Data to examine:
-------------------------

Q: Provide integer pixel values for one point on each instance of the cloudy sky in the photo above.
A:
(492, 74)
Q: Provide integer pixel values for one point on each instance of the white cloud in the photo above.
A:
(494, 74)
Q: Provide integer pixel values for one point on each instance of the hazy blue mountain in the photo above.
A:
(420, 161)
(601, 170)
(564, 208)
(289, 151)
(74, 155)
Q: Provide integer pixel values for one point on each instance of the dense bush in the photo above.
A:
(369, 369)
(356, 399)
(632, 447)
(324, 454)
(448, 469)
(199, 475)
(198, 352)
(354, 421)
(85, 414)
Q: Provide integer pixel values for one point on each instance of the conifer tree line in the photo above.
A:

-------------------------

Exercise directions:
Word for word, set down all the lines above.

Result for this exercise:
Q: Provide integer pixel values for one point on each instance of the cloudy sky in the photo above.
A:
(492, 74)
Q: Provide integer pixel values for one point on each instance of the white cloud in the photo above.
A:
(494, 74)
Q: Provide integer pixel values for one point on each instance of the hazy blue mountain in the photo above.
A:
(420, 161)
(601, 170)
(564, 208)
(289, 151)
(74, 155)
Q: Provide integer pixel values for one point on each instance of the dense bush in the photo above.
A:
(369, 369)
(356, 399)
(632, 447)
(324, 454)
(448, 469)
(199, 475)
(198, 352)
(354, 421)
(85, 414)
Q: Provide integer pixel values for one point on each instance of the conifer tree line in the photo above.
A:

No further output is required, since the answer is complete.